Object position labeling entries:
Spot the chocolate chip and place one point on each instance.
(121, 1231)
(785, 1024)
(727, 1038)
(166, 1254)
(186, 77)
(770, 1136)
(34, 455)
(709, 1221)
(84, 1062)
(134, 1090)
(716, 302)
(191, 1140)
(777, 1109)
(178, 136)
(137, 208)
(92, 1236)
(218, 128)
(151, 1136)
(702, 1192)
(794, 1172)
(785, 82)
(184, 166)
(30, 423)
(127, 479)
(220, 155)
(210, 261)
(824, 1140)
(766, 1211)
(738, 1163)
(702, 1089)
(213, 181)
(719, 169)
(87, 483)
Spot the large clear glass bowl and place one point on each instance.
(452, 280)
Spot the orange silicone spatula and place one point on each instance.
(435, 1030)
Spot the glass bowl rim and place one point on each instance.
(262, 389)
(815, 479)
...
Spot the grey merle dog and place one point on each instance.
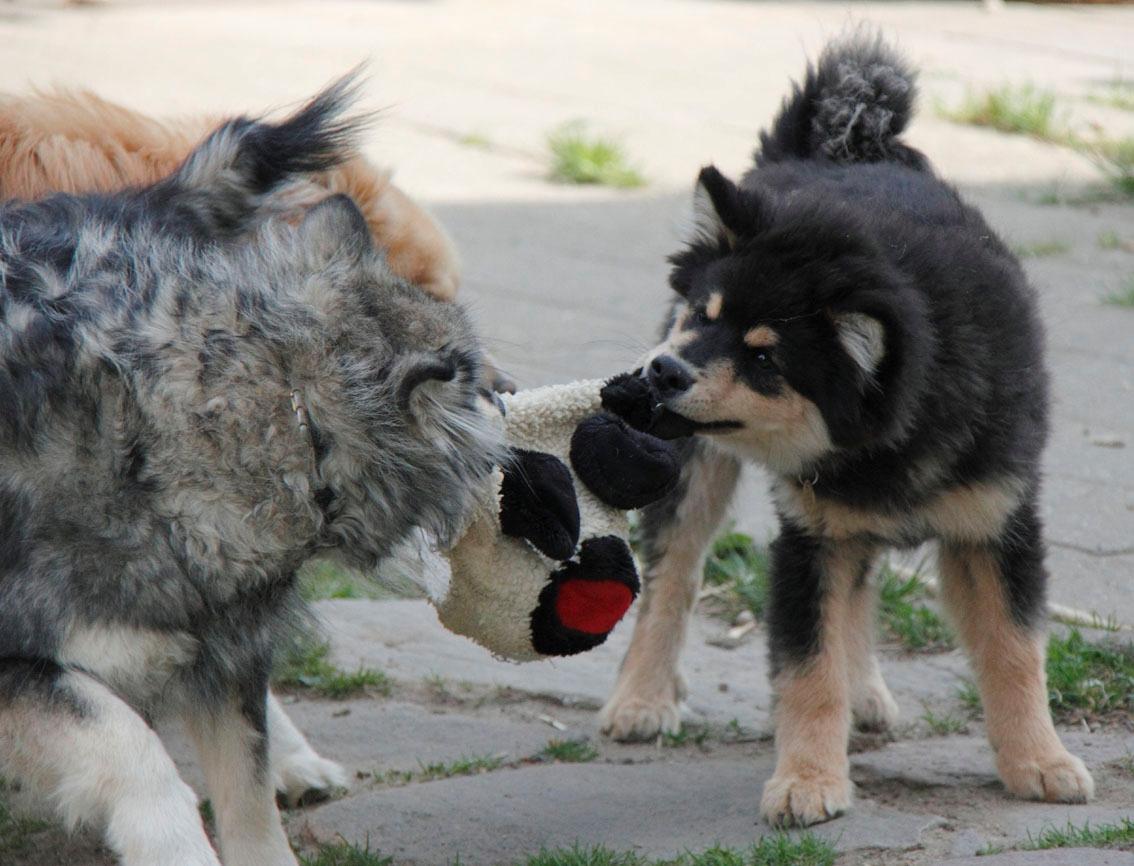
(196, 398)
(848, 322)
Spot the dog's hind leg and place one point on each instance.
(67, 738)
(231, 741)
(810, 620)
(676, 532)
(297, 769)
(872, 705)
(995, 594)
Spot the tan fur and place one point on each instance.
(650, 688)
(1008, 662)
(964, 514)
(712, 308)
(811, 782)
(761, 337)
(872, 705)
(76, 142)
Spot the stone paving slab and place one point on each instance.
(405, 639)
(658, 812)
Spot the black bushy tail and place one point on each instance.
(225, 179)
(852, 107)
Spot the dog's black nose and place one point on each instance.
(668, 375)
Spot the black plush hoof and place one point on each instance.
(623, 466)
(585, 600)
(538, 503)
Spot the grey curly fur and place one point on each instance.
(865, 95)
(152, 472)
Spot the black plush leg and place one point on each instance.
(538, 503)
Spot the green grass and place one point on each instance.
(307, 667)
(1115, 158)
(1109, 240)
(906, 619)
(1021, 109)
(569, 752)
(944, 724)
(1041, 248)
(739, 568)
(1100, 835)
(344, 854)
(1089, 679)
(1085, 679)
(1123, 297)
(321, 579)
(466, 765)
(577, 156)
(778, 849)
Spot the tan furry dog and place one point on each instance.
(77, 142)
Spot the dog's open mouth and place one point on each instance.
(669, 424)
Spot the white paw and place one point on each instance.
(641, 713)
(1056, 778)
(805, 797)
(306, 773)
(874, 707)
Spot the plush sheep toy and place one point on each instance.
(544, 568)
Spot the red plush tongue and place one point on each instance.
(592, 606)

◆ **What this task involves**: Pick out every line of the records above that contains the word "glass", and copy each one. Treat uppercase and lowercase letters as different.

◆ **Solution to the problem**:
Spot the large clear glass bowl and place one point on each instance.
Spot the glass bowl rim and place one point on each instance.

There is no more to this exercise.